*Text section*
☆ ☆ ☆ ☆

Symbol lookup rules and imports

H. S. Teoh via Digitalmars-d digitalmars-d at puremagic.com
Tue Dec 2 14:00:09 PST 2014


Recently, in a bid to reduce the messy tangle that is the web of
interdependencies among Phobos modules, many module-scope imports have
been replaced with scoped imports. In addition to reducing gratuitous
dependencies (the scoped import is not processed in a template body
until the template is actually needed, so if user code doesn't need that
template, then it won't pull in a whole bunch of unnecessary Phobos
modules), scoped imports also make the code easier to refactor -- you
can move things around more easily without breaking it.

However, there are major issues with scoped imports currently,
that make this otherwise ideal solution less-than-ideal, which stem from
the way 'import' is implemented in D. When the compiler encounters an
'import' statement, what it essentially does is to parse the symbols in
the target module, and add them to the symbol table for the current
scope. While this is a simple, straightforward implementation method, it
leads to the following problems:

1) Consider this code:

	// Quiz for the reader: what does this code do?
	void myFunc(string text, string number) {
		import std.conv;
		import std.stdio;

		auto x = to!int(number);
		writeln(text, x);
	}
	void main() {
		myFunc("The count is: ", "123");
	}

Here's the output:

	123

The reason is that `import std.conv;` pulls in *all* the symbols from
std.conv into the local scope, including the function called "text".
This causes "text" (i.e., std.conv.text) to shadow the parameter "text",
so `writeln(text, x);` is interpreted as:

	std.stdio.writeln(std.conv.text(), x);

so the parameter "text" is never used. This is just a simple example;
the problem becomes much harder to trace when the shadowed symbol is not
this close to the import scope:

	struct S {
		string text;
		...
		void method() {
			import std.conv;
			...
			writeln(text); // uses std.conv.text, not this.text
		}
	}

Worse yet, suppose we have this code, that today works correctly:

	struct S {
		string buf;
		void format() {
			buf = ... /* format S's data into string form */
		}
		void method() {
			import std.file;
			...		// do some processing based on files
			format();	// calls this.format()
		}
	}

Now, suppose at some point in the future, we introduce a function also
called format() in std.file, that formats your hard drive. The user code
is unchanged. What happens when you recompile the program and run it? It
will compile successfully... and then format your hard drive without any
warning.

This is the crux of the issue behind:

	https://issues.dlang.org/show_bug.cgi?id=10378


2) OK, so the conclusion is that unqualified scoped imports are
dangerous, right? Alright, let's see what happens when we use qualified
imports:

	// mod.d
	module mod;
	struct S {
		// Use a fully-qualified import.
		// We place it in the body of S because S's methods
		// repeatedly needs it -- after all, DRY is good, right?
		import std.format : format;

		void method1(string fmt) {
			writeln(format(fmt, ... ));
		}

		void method2() {
			auto s = format("abc %s def", ...);
			...
		}
	}

	// main.d
	module main;
	import mod; // we need the definition of S

	void format(S s) {
		... /* do something with s */
	}

	void main() {
		S s;
		s.format(); // UFCS -- should call main.format(s), right?
	}

Wrong. That last line in main() actually calls std.format.format. Why?

☆ ☆ ☆ ☆

Dataset entries:
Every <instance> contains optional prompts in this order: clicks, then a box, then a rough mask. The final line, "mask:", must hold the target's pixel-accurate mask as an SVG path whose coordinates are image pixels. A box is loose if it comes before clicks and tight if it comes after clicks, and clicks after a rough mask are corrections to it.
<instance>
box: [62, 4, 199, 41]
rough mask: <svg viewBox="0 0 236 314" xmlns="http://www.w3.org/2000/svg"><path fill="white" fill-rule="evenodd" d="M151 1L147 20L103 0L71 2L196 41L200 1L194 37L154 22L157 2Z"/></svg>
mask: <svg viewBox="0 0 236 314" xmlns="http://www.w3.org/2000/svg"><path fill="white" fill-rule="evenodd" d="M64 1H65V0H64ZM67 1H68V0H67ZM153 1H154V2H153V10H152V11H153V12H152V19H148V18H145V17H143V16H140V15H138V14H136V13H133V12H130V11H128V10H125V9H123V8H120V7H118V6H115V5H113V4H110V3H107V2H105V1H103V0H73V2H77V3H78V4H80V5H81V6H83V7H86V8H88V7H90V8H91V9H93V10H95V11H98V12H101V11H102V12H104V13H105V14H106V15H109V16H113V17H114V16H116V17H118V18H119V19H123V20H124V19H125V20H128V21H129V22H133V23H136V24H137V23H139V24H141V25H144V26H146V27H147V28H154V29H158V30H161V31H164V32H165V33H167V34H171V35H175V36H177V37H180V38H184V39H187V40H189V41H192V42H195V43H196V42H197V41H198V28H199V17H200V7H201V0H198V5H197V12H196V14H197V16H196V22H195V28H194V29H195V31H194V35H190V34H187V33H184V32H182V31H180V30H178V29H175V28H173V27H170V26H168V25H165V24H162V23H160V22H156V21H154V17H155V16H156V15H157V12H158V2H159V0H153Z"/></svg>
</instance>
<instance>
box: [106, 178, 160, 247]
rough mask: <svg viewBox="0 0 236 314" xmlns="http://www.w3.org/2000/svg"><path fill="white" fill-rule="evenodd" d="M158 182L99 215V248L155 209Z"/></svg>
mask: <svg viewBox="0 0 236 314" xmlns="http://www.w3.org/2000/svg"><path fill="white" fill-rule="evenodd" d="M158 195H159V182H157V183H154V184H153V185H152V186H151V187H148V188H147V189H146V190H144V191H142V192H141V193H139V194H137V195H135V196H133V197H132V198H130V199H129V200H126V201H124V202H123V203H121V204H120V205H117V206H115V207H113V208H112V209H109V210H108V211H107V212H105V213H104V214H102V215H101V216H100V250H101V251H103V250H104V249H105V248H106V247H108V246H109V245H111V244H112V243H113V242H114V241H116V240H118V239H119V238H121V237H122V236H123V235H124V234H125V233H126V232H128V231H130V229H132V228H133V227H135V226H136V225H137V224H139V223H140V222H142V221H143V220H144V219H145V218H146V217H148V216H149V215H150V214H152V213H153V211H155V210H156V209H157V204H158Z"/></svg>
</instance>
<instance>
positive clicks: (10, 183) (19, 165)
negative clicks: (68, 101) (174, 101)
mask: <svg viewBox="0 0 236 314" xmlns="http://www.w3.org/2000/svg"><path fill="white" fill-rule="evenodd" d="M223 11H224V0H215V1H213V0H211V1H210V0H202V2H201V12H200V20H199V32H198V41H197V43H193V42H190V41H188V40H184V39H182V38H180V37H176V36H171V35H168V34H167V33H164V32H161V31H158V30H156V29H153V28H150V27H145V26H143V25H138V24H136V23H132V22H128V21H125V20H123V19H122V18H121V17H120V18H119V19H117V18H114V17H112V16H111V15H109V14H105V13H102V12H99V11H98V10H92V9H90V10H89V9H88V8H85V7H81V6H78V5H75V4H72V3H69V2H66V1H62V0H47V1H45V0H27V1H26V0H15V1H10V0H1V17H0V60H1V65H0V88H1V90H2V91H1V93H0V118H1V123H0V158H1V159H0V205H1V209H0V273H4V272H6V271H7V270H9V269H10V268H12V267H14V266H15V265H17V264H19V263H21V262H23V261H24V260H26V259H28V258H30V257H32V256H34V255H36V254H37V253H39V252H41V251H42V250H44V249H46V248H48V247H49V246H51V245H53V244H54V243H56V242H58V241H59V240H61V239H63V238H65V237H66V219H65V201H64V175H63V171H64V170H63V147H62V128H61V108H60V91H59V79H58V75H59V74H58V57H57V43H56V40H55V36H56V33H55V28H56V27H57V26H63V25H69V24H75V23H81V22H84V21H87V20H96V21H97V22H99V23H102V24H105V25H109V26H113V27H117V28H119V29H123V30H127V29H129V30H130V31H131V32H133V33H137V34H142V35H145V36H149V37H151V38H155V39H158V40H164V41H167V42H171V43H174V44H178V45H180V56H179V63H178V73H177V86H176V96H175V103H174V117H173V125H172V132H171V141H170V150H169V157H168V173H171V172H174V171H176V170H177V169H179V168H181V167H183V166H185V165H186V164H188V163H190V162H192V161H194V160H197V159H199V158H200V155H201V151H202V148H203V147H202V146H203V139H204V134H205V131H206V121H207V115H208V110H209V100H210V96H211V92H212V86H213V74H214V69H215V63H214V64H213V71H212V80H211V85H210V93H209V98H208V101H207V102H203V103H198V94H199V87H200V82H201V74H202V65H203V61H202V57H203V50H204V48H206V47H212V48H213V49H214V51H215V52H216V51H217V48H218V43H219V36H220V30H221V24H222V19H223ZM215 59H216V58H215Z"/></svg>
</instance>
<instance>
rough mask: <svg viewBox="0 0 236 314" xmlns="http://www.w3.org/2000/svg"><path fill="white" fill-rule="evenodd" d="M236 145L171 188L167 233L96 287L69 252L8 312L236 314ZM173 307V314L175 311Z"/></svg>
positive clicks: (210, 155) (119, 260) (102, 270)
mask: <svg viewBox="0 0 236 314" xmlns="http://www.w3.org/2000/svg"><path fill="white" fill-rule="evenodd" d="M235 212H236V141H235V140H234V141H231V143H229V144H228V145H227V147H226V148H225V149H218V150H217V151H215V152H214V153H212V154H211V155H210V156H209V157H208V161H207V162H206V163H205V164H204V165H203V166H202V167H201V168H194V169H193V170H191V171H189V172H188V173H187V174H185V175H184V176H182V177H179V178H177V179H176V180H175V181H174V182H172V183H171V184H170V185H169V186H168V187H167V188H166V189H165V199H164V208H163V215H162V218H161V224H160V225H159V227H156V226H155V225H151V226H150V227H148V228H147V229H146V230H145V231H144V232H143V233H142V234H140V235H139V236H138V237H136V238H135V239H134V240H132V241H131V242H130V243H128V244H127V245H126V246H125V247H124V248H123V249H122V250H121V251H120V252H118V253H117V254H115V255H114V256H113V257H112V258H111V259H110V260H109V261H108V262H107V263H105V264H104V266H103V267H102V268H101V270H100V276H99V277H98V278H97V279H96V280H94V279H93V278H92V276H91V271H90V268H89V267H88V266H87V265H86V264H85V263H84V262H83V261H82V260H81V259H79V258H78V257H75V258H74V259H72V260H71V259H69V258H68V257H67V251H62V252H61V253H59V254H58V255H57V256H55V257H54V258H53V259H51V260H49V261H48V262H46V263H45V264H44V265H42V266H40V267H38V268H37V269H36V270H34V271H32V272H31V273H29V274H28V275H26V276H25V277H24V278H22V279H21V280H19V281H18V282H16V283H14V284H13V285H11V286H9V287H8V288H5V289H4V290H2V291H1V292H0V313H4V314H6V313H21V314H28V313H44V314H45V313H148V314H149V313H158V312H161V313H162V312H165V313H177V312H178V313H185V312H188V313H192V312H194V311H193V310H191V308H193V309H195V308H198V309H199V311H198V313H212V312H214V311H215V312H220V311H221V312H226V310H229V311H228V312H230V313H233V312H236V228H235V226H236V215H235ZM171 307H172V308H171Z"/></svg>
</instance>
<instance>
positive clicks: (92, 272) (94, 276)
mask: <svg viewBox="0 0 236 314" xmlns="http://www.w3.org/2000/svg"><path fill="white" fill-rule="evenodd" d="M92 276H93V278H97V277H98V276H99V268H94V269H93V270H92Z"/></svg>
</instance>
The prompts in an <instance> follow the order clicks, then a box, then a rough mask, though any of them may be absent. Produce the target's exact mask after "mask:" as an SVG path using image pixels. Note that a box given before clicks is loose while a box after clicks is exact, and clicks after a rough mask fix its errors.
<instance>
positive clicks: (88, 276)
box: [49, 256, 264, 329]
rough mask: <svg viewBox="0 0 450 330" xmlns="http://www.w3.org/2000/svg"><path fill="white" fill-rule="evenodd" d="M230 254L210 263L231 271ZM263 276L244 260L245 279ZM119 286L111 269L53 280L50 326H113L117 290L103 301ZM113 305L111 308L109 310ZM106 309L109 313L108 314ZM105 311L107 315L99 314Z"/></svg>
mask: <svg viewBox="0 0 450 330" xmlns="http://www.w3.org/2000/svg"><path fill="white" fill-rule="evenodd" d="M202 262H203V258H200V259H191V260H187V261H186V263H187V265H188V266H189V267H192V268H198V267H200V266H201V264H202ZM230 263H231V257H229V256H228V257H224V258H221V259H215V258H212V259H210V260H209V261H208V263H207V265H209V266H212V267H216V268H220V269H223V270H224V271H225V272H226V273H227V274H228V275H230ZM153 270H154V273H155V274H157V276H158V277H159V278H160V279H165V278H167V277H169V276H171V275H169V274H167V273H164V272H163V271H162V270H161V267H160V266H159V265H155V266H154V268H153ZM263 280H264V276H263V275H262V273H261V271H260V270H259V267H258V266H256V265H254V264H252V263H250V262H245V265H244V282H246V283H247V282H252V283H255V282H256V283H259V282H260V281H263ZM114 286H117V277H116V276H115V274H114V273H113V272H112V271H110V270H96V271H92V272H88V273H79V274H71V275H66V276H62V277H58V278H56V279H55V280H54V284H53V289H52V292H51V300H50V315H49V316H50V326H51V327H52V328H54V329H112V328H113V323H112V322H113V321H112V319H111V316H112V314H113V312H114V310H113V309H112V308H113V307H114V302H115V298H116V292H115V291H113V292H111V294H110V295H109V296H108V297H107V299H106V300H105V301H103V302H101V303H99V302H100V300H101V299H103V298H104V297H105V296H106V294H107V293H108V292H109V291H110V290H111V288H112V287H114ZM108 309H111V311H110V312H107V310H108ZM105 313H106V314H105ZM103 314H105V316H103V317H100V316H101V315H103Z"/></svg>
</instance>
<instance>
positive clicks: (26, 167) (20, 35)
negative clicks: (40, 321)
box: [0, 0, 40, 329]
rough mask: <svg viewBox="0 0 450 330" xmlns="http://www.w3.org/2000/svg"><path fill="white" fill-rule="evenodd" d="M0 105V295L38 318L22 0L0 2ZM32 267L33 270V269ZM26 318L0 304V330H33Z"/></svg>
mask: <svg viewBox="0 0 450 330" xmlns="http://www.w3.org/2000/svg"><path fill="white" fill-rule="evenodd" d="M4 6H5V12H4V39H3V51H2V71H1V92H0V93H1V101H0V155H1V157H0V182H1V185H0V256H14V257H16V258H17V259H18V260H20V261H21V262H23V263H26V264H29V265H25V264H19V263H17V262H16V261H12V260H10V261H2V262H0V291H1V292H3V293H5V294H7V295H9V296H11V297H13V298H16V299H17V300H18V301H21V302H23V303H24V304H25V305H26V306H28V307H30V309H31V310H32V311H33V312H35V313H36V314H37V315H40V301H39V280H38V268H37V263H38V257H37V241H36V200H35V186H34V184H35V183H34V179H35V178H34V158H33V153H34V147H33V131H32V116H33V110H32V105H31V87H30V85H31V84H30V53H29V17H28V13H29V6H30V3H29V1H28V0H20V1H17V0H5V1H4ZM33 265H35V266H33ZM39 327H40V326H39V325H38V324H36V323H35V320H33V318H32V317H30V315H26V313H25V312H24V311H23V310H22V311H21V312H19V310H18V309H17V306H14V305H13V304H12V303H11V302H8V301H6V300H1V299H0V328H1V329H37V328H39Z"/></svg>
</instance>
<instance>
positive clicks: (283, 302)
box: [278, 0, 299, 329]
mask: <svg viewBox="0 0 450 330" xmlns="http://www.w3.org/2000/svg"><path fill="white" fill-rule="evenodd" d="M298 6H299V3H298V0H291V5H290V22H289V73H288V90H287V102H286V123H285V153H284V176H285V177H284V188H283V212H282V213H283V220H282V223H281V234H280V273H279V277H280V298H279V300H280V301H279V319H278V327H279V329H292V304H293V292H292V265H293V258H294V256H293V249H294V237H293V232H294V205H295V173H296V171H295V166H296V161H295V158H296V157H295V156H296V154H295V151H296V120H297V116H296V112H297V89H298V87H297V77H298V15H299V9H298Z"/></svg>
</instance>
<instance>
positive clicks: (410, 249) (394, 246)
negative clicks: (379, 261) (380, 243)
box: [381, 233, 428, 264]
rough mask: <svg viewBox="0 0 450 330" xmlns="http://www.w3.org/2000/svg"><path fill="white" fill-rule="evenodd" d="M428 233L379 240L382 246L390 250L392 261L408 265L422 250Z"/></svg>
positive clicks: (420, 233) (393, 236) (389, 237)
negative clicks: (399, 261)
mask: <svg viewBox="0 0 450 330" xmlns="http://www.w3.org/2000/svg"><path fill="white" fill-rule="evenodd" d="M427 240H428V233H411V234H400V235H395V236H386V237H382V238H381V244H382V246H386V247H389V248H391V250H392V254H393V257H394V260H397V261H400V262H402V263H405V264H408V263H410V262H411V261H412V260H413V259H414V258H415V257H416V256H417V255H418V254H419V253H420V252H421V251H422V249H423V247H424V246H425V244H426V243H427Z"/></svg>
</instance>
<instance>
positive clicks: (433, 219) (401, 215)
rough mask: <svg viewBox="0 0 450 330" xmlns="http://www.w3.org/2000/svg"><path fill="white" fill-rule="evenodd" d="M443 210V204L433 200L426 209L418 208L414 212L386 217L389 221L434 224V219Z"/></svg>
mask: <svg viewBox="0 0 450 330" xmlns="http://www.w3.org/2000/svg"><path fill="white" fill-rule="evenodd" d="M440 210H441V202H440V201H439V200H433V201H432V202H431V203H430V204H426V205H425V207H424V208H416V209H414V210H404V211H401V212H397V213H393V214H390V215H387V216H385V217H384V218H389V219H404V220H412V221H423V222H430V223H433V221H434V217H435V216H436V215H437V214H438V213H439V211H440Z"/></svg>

☆ ☆ ☆ ☆

*Prompt*
Please repeat the passage of the forum post on D imports from "https://issues.dlang.org/show_bug.cgi?id=10378" up to and including "is good, right?". This material was taken from a separate source.

*Answer space*
https://issues.dlang.org/show_bug.cgi?id=10378


2) OK, so the conclusion is that unqualified scoped imports are
dangerous, right? Alright, let's see what happens when we use qualified
imports:

	// mod.d
	module mod;
	struct S {
		// Use a fully-qualified import.
		// We place it in the body of S because S's methods
		// repeatedly needs it -- after all, DRY is good, right?